──────── Текст ────────

За годы службы, проведенные на Кавказе, Кауфман был награжден несколькими орденами, среди которых выделялся орден Святого Георгия 4-й степени за взятие аула Гергебиль и золотая наградная сабля с надписью «За храбрость». Другими, менее приятными, памятками о Кавказской кампании стали для Кауфмана два ранения. Его заслуги были отмечены на самом верху – в 1856 г. генерала Кауфмана назначают членом совета Николаевской инженерной академии. Через два года он был удостоен чести пребывать в свите императора Александра II. Эпоха всеобщих реформ, начавшаяся в 1861 году, застала генерал-майора Кауфмана в должности директора Канцелярии Военного министерства. Российская армия находилась в стадии преобразования, создавалась с нуля система военных округов. Константин Петрович принял участие в этом процессе самым непосредственным образом: он являлся участником всевозможных комитетов и комиссий по обсуждению и внедрению новых элементов военной организации. По высочайшему повелению ему было предоставлено право голоса на Военном Совете. Четыре года деятельности на посту директора Канцелярии были отмечены получением чина генерал-лейтенанта и почетного звания генерал-адъютанта.
В 1865 г. Кауфман был назначен Виленским генерал-губернатором вместо ушедшего в отставку М. Н. Муравьева. Однако этот пост он занимал относительно недолго – уже осенью 1866 г. генерал-лейтенанта вызывают в Петербург. В октябре 1866 г. высочайшим указом Кауфман был отправлен в 11-месячный отпуск с сохранением звания генерал-адъютанта. У императора Александра II были на этого талантливого человека далеко идущие планы. Россия все больше вникала в запутанные и очень не простые среднеазиатские дела, где нередко посреди саксауловых зарослей виднелись модно подстриженные английские бакенбарды. Ситуация была сложной и в преддверии проникновения России в глубины Центральной Азии, строительства железой дороги, борьбы с не брезгующими работорговлей местными ханствами в Туркестане нужен был талантливый наместник. Он должен был сочетать в себе одновременно волевые и дипломатические качества, быть отличным организатором и, самое главное, хорошим военным.
В Петербурге решили, что Константин Петрович как нельзя более подходит под эти широкие требования. Поэтому еще до окончания положенного длительного отпуска 14 июля 1867 г. генерал-лейтенант фон Кауфман был назначен генерал-губернатором Туркестана и командующим войсками Туркестанского военного округа. Он получил широкие полномочия с правом начинать боевые действия и заключать мир, исходя из обстановки. В октябре 1867 г. после решения организационных вопросов генерал-лейтенант Кауфман отбыл из Петербурга к новому месту службы. Маршрут следования им был выбран на первый взгляд не самый быстрый и оптимальный, коим являлся путь в Ташкент через Оренбург. Кауфман отправился кружным путем: через Семипалатинск, Сергиополь и центр Семиреченской области – крепость Верный. Это было сделано намеренно, чтобы во время следования лучше вникнуть в местные дела и познакомиться с обширным краем и его обычаями. Особенное внимание уделялось местной администрации. 7 ноября Кауфман прибыл в Ташкент. Так началось его губернаторство.

──────── Исходные данные ────────

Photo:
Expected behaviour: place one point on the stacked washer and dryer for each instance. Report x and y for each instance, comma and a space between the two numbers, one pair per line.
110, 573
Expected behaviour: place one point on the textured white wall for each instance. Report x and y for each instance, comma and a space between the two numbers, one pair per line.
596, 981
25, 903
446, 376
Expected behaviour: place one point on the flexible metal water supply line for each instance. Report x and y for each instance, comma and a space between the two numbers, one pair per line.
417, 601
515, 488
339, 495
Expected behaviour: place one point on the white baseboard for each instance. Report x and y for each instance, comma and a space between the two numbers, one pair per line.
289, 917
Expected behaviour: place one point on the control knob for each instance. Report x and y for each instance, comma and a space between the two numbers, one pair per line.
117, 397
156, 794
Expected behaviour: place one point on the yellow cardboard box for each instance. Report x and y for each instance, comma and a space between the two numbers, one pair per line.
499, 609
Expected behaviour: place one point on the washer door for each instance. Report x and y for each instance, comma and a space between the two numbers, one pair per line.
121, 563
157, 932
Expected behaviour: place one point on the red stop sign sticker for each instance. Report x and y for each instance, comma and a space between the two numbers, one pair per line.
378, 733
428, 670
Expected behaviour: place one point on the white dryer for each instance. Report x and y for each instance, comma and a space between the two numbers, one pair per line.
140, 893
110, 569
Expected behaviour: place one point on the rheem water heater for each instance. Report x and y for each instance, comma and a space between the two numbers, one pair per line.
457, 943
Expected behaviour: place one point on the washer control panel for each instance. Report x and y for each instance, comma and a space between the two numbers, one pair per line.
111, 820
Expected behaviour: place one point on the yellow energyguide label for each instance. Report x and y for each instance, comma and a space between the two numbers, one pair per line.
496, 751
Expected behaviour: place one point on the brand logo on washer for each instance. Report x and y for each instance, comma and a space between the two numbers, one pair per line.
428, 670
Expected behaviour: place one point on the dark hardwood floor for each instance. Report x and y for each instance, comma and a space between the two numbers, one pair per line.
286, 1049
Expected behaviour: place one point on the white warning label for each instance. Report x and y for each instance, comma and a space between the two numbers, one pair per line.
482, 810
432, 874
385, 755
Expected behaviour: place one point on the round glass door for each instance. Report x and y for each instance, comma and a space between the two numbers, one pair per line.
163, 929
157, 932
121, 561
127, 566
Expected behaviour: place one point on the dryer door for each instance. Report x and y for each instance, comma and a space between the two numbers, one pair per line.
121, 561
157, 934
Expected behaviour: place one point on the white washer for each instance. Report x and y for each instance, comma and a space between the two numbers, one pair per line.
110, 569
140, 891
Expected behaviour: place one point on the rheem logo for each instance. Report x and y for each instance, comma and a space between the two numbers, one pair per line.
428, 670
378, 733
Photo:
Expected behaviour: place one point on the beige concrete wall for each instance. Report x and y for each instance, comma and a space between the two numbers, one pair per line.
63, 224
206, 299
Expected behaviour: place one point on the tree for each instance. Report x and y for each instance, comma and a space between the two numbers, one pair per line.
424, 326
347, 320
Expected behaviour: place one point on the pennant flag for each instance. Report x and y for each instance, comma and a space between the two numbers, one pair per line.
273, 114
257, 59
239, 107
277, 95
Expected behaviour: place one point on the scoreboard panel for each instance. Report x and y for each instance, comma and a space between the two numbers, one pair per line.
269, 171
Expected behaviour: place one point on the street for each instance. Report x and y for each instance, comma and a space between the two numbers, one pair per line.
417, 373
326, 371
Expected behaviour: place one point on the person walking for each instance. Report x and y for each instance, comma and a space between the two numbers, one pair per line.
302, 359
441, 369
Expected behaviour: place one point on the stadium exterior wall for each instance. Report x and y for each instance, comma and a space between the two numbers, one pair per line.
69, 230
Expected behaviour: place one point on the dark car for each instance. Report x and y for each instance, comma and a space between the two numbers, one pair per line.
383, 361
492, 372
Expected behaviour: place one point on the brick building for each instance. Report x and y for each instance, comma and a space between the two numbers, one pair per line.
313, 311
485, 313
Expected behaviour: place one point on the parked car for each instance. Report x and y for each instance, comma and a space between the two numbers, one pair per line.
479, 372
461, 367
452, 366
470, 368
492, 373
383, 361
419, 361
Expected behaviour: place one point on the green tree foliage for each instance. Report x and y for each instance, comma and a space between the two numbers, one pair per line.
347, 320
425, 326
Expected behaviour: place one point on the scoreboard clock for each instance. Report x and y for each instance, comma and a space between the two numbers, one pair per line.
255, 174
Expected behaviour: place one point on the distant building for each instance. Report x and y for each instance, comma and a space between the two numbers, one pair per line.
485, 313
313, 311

────────

Изложите в виде краткого списка абзац текста о Кауфмане, который начинается словами «В 1865 г. Кауфман был назначен», и сохраните его основные факты. Строки для этой работы не нужны.

- В 1865 г. Кауфман сменил ушедшего в отставку М. Н. Муравьева на посту Виленского генерал-губернатора.
- Осенью 1866 г. его вызвали в Петербург, а в октябре указом отправили в 11-месячный отпуск с сохранением звания генерал-адъютанта.
- У Александра II были на Кауфмана далеко идущие планы: Россия все глубже вникала в сложные среднеазиатские дела.
- Перед проникновением в Центральную Азию, строительством железной дороги и борьбой с ханствами Туркестана, занимавшимися работорговлей, требовался талантливый наместник.
- Он должен был обладать волевыми и дипломатическими качествами, быть отличным организатором и прежде всего хорошим военным.